==== Source records

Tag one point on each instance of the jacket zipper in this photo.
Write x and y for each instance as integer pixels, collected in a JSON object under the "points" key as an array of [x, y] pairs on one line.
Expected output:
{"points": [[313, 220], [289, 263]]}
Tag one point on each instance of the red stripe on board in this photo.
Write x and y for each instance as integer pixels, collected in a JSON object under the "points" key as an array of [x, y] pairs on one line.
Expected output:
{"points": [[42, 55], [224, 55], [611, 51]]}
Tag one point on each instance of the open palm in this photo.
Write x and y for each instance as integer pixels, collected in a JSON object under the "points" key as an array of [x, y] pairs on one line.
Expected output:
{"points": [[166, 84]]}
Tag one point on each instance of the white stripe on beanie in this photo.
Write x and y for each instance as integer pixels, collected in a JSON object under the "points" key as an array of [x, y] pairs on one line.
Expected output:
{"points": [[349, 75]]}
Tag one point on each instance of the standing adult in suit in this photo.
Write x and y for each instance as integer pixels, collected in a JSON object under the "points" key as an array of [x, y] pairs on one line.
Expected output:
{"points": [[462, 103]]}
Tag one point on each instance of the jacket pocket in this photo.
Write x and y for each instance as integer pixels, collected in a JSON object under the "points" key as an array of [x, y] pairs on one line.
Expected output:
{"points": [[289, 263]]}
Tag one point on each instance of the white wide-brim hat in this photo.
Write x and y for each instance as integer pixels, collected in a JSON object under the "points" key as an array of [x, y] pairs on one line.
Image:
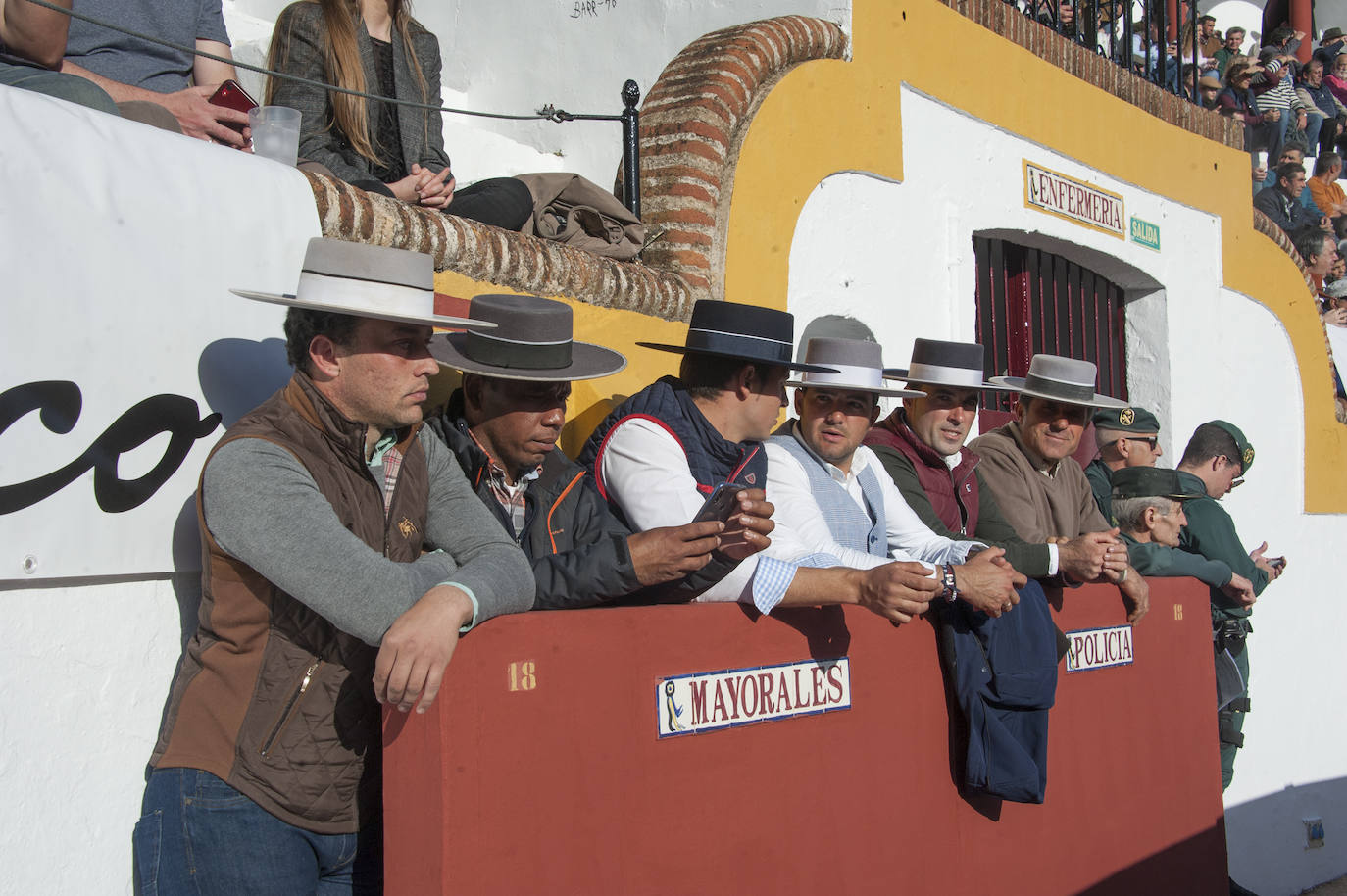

========

Reproduce everything from the line containing "Tag one point on each instance of the jacket pocket" down to the end of the records above, and leave the pictures out of your answer.

Tag one point on each instance of the jacket pocket in this photo.
Write x and y for each instance as integer pixels, collected in a JSON object under the "points" key as an array of [x, y] pairs on one line.
Expected output:
{"points": [[289, 263]]}
Tag one point on each instance of the white wide-brim hat in this photo.
Write x and y for each instance as integer pixels, collected in a JSON object under the "points" key as an array of [x, y] pairs on one line.
Image:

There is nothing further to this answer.